Exercise input ->
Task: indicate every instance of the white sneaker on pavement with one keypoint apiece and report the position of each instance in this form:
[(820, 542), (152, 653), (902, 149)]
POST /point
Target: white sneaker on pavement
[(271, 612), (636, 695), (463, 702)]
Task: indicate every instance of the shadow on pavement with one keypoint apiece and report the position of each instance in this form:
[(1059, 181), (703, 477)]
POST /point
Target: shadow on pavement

--

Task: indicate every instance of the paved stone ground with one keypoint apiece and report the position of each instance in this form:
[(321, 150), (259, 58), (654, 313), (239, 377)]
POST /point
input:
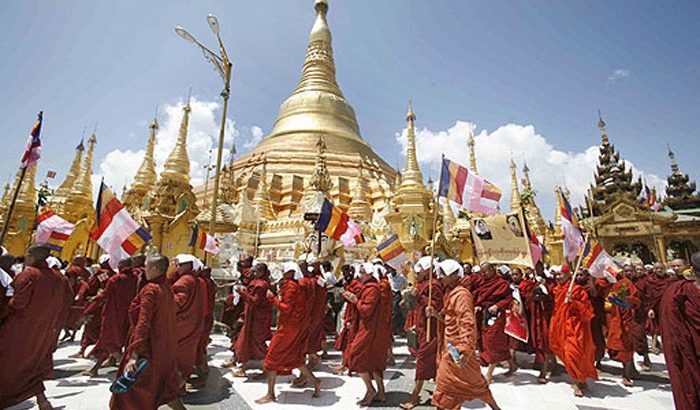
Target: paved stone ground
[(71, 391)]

What to work on -> Copy the data word for word, beginning with the line containing "Task: indicate every instance of the white" and continuing through the line containing "Target: shadow on pavement", both included.

Complete output ->
Task: indicate every instance of the white sneaker on pavement with one keypoint apiece and report the position of each instance in this form:
[(820, 542), (152, 653), (902, 149)]
POST /point
Target: white sneaker on pavement
[(271, 612), (636, 695), (463, 702)]
Task: indicate every instance of the shadow on pavement with one keypoint apiece and report the position of each instance in this form:
[(1059, 181), (703, 477)]
POST /point
Target: shadow on pavement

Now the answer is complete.